_EXERCISE DETAILS:_ Each line of the material below should be retyped precisely as it appears.

_RECORDED DATA:_

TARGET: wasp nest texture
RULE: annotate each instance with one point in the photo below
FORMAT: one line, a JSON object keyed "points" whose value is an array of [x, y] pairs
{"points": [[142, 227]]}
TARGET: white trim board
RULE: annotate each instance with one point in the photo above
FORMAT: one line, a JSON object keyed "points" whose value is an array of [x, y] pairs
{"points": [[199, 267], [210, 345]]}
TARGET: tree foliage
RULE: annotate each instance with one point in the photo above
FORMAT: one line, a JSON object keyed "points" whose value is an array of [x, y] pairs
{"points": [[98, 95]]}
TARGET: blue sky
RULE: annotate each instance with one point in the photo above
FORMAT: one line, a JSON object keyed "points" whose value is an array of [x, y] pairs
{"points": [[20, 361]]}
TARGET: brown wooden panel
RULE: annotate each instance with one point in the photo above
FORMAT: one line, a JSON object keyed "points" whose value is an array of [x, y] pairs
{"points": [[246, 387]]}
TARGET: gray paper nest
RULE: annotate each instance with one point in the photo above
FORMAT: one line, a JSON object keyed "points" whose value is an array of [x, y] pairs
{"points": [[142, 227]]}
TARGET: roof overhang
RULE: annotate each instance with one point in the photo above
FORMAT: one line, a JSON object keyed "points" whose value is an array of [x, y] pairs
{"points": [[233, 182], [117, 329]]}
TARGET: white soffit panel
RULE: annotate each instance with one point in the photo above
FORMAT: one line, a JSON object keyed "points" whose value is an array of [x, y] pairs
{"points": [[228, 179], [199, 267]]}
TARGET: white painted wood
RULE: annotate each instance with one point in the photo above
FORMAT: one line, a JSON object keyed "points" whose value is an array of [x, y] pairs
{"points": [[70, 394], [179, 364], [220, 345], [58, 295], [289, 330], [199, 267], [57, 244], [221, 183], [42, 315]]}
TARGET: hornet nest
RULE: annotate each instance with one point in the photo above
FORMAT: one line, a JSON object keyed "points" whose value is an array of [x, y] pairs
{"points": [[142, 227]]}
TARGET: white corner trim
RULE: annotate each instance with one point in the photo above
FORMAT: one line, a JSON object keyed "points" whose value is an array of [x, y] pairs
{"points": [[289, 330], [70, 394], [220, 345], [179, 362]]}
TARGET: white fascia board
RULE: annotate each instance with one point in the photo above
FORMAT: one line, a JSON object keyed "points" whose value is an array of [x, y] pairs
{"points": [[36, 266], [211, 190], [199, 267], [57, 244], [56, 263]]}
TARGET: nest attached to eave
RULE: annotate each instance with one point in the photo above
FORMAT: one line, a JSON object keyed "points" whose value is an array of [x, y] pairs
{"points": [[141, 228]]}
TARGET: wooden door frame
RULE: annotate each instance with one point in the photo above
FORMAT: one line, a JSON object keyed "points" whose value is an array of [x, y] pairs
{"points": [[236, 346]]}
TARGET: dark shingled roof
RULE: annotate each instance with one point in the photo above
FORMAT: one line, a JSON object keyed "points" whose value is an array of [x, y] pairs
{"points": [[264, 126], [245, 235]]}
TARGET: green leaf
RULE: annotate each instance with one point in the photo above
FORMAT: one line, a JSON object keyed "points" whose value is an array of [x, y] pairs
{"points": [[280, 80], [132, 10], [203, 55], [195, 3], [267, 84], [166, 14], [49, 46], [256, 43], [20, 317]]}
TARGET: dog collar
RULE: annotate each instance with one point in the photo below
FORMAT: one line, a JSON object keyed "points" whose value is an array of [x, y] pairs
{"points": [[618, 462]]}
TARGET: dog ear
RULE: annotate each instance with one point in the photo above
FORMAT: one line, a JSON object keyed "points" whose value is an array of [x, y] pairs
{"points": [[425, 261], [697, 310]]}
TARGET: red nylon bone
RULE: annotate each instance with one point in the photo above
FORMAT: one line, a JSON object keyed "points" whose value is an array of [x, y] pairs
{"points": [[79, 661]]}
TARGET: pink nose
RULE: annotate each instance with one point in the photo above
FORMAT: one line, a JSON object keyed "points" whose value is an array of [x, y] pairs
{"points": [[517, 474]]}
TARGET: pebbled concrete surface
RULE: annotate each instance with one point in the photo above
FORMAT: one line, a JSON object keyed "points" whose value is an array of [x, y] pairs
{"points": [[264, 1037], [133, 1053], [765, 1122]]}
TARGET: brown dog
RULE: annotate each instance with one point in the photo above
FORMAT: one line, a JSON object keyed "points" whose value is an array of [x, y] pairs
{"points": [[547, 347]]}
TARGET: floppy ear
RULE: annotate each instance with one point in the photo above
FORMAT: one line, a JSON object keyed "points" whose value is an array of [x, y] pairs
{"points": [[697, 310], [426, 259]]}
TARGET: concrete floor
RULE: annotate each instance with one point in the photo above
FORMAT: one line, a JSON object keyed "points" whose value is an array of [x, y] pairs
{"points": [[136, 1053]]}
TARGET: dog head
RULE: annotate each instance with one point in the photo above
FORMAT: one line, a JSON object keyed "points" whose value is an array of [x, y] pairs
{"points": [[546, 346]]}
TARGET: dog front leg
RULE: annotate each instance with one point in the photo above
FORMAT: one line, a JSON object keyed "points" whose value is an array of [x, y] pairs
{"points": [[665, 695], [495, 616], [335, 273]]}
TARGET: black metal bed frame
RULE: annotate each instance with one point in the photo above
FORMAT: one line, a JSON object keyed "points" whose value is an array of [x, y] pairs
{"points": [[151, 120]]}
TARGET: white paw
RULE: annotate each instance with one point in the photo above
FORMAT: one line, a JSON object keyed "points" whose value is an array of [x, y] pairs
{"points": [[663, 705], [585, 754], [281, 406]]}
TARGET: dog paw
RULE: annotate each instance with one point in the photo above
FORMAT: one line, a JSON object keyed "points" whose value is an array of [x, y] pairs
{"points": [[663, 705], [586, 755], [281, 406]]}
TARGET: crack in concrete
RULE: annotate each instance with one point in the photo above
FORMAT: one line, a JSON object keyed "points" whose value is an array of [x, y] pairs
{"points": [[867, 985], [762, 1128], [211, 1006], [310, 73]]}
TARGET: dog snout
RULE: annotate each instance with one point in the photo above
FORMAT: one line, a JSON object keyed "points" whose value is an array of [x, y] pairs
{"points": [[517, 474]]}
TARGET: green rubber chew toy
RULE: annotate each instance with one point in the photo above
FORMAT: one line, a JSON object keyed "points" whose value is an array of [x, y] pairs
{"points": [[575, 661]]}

_RESPONSE TO THE EXERCISE:_
TARGET: wasp nest texture
RULE: annotate each instance with one point in the photo below
FORMAT: one line, a JSON object keyed "points" whose value is an array of [x, y] pairs
{"points": [[142, 227]]}
TARGET: white trim board
RULE: annotate each instance with one point in the photo above
FORMAT: one line, a JSON object keyed "points" whose value is an array of [x, y] pairs
{"points": [[199, 267], [210, 345]]}
TARGET: tree foliage
RULE: annotate each instance with one point in the photo above
FORMAT: one line, a JSON object keyed "points" whose value is an array of [x, y] pairs
{"points": [[98, 95]]}
TARGET: blue sky
RULE: annotate each instance with one point in the photo above
FORMAT: one line, a JSON object keyed "points" whose value is an array of [x, y] pairs
{"points": [[20, 361]]}
TARGET: brown wooden panel
RULE: annotate each instance with one point in the photo above
FORMAT: one line, a JSON object keyed "points" whose value is an array of [x, y] pairs
{"points": [[246, 387]]}
TARGET: gray paper nest
RULE: annotate each instance with one point in the photo above
FORMAT: one line, a JSON object keyed "points" whose value is an array of [x, y] pairs
{"points": [[142, 227]]}
TARGET: roof overhang
RULE: annotate each instance with one point in the photo above
FORMAT: one line, a JSON object keyed "points" whose value is an array of [x, y] pairs
{"points": [[233, 182], [117, 329]]}
TARGET: white soffit panel
RULE: annotate each instance with one point in the photo above
FORMAT: one line, a JSON object keyed "points" whose value is an array of [x, y] pairs
{"points": [[228, 179], [199, 267]]}
TARGET: white painted wood
RULE: annotate each instance with one point in the photo above
FORMAT: one line, a JSON object keyed "points" whose value is an array of [x, y] pairs
{"points": [[70, 394], [179, 364], [220, 345], [58, 295], [289, 330], [199, 267], [57, 244], [221, 183], [42, 315]]}
TARGET: hornet nest
RULE: annotate each instance with one point in the photo above
FORMAT: one line, a JSON object keyed "points" whose value is an array of [x, y] pairs
{"points": [[142, 227]]}
TARGET: white corner trim
RULE: annotate each instance with one point in the photo above
FORMAT: one line, a JSON object keyed "points" whose value is an array of [x, y] pairs
{"points": [[289, 330], [70, 394], [220, 345], [179, 362]]}
TARGET: white fascia board
RULE: annotate each instance with one point in the photo above
FORMAT: one line, a JSON object keyed "points" whose value is an array of [x, y] pairs
{"points": [[36, 266], [211, 190], [199, 267], [57, 244], [56, 263]]}
TARGET: nest attached to eave
RULE: annotate each instance with one point in the photo above
FORMAT: one line, a JSON object keyed "points" whose value is an array of [x, y] pairs
{"points": [[141, 228]]}
TARGET: wooden door frame
RULE: annotate each instance with one point in the photo above
FORMAT: one line, a JSON object keyed "points" whose value is an array of [x, y] pairs
{"points": [[236, 346]]}
TARGET: dark shingled roof
RULE: annotate each instance with one point in the photo above
FORMAT: one line, a JSON object keyed "points" whose value is an array of [x, y] pairs
{"points": [[264, 126], [245, 235]]}
TARGET: green leaf
RULE: annotate each instance with one point in the photo above
FORMAT: one line, a JSON object keyed "points" whose value is an array of [x, y] pairs
{"points": [[280, 80], [132, 10], [203, 55], [195, 3], [267, 84], [166, 14], [49, 46], [256, 43], [20, 317]]}
TARGET: dog collar
RULE: annotate each instance with one point in the photo below
FORMAT: one line, a JSON object keyed "points" whose value is an array of [x, y] pairs
{"points": [[618, 462]]}
TARGET: dog ear
RULE: annotate each instance with one point in the photo above
FORMAT: one line, a JSON object keyed "points" whose value is an array of [x, y] pairs
{"points": [[425, 261], [697, 310]]}
TARGET: red nylon bone
RULE: annotate each instance with one point in the photo above
FORMAT: one line, a JSON object keyed "points" whose value is an array of [x, y] pairs
{"points": [[79, 661]]}
TARGET: pink nose
RULE: annotate each instance with one point in the photo above
FORMAT: one line, a JSON object keyed "points" whose value is an array of [x, y] pairs
{"points": [[517, 474]]}
TARGET: pebbled concrete surface
RULE: annotate each instance with one point in the photo above
FORMAT: one line, a JSON object keyed "points" whose value is an array of [x, y] pairs
{"points": [[264, 1037], [133, 1053], [765, 1122]]}
TARGET: brown dog
RULE: annotate each instance with one point in the photo above
FORMAT: one line, a JSON object keyed "points" whose value is an array of [x, y] pairs
{"points": [[547, 347]]}
TARGET: floppy ear
RULE: annotate each instance with one point in the photo above
FORMAT: one line, a JSON object keyed "points" whose value is an array of [x, y] pairs
{"points": [[697, 310], [426, 259]]}
TARGET: concrete floor
RULE: annotate each instance with one point in the photo above
FORMAT: one line, a JSON object keyed "points" whose value is an array of [x, y] pairs
{"points": [[136, 1053]]}
TARGET: dog head
RULE: annotate each instance with one point in the photo above
FORMAT: one line, a JSON object keyed "points" whose value is an array of [x, y] pairs
{"points": [[546, 346]]}
TARGET: dog front leg
RULE: annotate each instance with one point in the photo above
FORMAT: one line, a JSON object keyed "points" whose value is an array of [x, y] pairs
{"points": [[665, 695], [495, 616], [335, 273]]}
TARGET: black metal bed frame
RULE: annotate each instance with one point in the photo above
FORMAT: one line, a JSON object keyed "points" whose value is an array of [x, y] pairs
{"points": [[151, 120]]}
TARGET: white paw
RULE: annotate each instance with one point in the photo above
FORMAT: one line, a JSON object keyed "points" whose value is an array of [x, y] pairs
{"points": [[663, 705], [585, 754], [281, 406]]}
TARGET: dog paw
RULE: annotate each instance with one point in the photo above
FORMAT: one line, a JSON object keyed "points" whose value is an array of [x, y] pairs
{"points": [[663, 705], [586, 755], [281, 406]]}
TARGET: crack in concrete
RULE: annotate each instance with one point in the photo above
FORMAT: one line, a JSON object keyed "points" whose value is an array of [x, y] pairs
{"points": [[867, 985], [762, 1128], [211, 1006], [310, 73]]}
TARGET: dog snout
RULE: annotate each instance with one point in the photo above
FORMAT: one line, a JSON object keyed "points" whose value is an array of [x, y] pairs
{"points": [[517, 474]]}
TARGET: green rubber chew toy
RULE: annotate each instance with one point in the photo above
FORMAT: one line, a JSON object keyed "points" whose value is an array of [x, y] pairs
{"points": [[575, 661]]}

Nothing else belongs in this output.